::: Data provided :::
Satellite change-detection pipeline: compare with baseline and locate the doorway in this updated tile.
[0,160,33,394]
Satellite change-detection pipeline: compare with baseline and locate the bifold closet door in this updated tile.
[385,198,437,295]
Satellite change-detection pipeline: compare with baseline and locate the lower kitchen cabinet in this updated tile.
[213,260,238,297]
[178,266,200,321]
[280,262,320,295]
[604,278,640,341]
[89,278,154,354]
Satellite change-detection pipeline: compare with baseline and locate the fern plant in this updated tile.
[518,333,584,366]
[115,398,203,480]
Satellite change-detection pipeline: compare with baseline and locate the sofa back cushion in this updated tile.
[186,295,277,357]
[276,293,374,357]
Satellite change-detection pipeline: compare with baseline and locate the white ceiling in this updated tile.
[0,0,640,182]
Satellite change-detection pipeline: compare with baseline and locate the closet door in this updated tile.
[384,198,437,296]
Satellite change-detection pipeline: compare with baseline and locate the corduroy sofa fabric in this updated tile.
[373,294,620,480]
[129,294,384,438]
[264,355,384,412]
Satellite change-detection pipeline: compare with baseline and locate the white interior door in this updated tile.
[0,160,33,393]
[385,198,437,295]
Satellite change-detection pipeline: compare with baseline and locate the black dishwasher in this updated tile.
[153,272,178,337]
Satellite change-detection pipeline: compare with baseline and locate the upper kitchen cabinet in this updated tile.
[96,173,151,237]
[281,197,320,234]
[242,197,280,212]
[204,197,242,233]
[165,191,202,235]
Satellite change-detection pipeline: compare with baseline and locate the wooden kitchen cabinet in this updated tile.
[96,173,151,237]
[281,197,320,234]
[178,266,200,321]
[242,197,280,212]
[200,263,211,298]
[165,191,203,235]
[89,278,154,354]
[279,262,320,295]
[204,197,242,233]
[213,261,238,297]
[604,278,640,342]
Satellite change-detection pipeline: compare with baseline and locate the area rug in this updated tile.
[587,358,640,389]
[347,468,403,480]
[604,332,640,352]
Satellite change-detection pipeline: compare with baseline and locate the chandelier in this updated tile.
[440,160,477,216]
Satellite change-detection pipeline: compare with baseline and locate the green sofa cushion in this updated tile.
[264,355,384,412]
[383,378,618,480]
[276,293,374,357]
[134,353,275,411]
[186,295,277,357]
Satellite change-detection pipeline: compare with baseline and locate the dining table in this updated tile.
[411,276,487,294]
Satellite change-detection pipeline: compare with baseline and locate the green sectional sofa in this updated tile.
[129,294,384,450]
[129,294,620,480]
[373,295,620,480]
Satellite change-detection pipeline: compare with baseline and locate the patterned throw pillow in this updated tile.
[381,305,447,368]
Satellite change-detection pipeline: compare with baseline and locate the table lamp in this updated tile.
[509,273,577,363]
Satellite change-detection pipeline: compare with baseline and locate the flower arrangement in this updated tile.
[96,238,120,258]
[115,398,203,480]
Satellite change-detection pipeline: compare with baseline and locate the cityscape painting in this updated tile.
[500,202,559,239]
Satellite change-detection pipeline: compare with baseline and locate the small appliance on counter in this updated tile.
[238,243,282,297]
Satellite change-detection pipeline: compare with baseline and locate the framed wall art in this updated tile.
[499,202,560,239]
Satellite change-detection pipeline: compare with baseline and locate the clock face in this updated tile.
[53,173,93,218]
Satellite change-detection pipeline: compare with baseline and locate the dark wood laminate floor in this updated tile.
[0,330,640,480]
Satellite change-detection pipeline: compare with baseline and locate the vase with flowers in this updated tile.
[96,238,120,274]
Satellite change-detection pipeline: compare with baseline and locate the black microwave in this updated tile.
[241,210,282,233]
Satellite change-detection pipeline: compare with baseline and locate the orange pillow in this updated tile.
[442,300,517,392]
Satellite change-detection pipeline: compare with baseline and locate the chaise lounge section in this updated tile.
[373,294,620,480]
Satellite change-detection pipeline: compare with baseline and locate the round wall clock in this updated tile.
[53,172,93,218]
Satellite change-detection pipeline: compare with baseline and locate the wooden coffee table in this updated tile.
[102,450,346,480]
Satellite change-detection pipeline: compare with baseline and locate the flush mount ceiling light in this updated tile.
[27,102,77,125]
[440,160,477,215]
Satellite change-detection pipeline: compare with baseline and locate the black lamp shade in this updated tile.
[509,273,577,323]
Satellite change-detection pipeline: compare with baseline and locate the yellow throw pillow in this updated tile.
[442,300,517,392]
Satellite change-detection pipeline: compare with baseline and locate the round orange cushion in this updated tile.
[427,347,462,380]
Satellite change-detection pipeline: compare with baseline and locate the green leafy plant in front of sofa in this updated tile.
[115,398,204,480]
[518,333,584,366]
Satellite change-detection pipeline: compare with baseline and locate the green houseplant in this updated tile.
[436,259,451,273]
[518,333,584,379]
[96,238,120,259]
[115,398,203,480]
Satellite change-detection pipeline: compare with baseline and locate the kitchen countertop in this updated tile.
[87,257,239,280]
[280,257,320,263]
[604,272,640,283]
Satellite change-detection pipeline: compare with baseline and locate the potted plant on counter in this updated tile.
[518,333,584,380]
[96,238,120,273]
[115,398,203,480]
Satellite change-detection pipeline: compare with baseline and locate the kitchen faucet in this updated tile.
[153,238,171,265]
:::
::: Data provided :::
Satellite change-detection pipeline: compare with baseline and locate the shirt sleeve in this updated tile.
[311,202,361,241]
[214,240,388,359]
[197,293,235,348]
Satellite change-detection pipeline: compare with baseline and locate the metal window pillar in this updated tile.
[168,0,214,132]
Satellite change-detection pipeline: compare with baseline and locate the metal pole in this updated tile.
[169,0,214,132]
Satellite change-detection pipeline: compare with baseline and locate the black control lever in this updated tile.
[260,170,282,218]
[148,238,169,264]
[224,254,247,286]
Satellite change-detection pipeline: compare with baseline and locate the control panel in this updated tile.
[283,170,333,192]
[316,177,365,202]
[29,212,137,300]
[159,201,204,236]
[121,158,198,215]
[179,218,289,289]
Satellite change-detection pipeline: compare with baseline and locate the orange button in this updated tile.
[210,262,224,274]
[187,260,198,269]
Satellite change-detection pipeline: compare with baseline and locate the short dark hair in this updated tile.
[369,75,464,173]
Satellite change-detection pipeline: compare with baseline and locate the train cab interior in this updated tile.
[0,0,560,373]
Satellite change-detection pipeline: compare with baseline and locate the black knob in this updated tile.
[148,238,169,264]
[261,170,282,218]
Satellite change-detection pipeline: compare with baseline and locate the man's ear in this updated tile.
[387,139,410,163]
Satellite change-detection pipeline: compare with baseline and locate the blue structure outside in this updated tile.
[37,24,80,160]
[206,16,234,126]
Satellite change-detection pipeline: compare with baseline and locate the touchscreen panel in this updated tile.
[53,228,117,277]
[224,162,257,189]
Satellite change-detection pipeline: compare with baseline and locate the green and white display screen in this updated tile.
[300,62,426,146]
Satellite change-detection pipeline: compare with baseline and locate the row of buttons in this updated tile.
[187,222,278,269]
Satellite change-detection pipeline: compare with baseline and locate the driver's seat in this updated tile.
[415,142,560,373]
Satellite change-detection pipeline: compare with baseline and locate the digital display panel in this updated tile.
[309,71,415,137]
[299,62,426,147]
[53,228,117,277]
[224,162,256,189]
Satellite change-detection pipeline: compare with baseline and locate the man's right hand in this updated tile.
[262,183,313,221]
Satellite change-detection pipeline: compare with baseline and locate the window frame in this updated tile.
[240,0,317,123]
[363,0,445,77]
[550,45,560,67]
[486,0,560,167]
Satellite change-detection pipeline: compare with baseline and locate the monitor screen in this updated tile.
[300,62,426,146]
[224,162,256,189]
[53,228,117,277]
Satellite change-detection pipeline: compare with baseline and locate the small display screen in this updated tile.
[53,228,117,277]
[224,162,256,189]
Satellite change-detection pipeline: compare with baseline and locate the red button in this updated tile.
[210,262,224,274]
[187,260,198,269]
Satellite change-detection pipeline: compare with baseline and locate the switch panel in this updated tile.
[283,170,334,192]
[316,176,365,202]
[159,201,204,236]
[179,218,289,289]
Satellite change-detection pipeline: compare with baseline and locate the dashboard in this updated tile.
:::
::: Data provided :::
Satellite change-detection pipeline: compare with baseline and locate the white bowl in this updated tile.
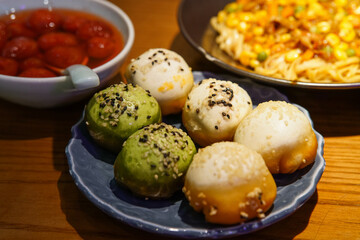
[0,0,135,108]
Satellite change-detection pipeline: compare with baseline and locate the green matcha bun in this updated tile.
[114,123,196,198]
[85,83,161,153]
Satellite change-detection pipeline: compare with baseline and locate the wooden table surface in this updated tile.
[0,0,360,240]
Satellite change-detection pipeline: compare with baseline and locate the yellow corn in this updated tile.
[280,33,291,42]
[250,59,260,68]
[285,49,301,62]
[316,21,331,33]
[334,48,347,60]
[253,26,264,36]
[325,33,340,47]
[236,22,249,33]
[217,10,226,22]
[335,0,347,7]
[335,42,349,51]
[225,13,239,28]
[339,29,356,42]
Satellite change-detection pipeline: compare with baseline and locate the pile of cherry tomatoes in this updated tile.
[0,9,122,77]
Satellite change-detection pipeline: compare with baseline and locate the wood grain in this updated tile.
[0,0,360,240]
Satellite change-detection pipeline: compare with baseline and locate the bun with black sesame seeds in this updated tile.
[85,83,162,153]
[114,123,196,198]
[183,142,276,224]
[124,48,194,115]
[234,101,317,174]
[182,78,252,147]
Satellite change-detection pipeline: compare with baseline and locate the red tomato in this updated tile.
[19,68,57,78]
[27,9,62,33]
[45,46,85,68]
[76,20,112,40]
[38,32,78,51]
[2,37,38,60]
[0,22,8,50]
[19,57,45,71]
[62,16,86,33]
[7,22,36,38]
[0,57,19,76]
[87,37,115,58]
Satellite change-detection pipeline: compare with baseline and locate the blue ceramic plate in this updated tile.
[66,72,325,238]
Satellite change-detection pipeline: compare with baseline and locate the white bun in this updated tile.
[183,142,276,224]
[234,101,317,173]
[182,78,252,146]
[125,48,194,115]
:::
■ **Exercise**:
Rewrite the entries from the line with "bowl in this updated tile." to the line with "[66,72,325,238]", changing "bun" to "roll" and keeping everything else the same. Leave out the pictures.

■ **Solution to the problem**:
Satellite change-detection pipeline: compare with baseline and locate the white bowl in this updated tile.
[0,0,135,108]
Satellite change-detection pipeline: compare with baseline and locate the green matcha roll in this updated tile.
[114,123,196,198]
[85,83,161,153]
Satellite change-detection pipeline: compare with baseline and locate the wooden table surface in this updated tile.
[0,0,360,240]
Satellite change-detection pipeline: compare with baseline and locate the yellow corn in this updated tile.
[280,33,291,42]
[250,59,260,68]
[285,49,301,62]
[316,21,331,33]
[334,48,347,60]
[253,26,264,36]
[325,33,340,47]
[236,22,249,33]
[217,10,226,22]
[335,0,347,7]
[335,42,349,51]
[225,13,239,28]
[339,29,356,42]
Satellite change-detection pipeline: compare with baseline and locate the pile of cherry tomatoes in this updated tile.
[0,9,122,77]
Satellite change-detection pipeline: compare with baseline and locate the wood grain in this updated tile.
[0,0,360,240]
Satellite change-detection pipeline: compare with baseline and locate the roll with black sesame seeds in this updated tile.
[85,83,162,153]
[114,123,196,198]
[183,142,276,224]
[124,48,194,115]
[234,101,317,174]
[182,78,252,147]
Satellite change-detection pipeline: compare with baseline and locate the red tomato in this updated tile.
[19,68,57,78]
[27,9,62,33]
[45,46,85,68]
[76,20,112,40]
[38,32,78,51]
[2,37,38,60]
[0,22,8,50]
[19,57,45,71]
[62,16,86,33]
[7,22,36,38]
[0,57,19,76]
[87,37,115,58]
Satellite change-detection pipeline: compare with baseline and locate the blue ceramic plate in this updated tile.
[66,72,325,238]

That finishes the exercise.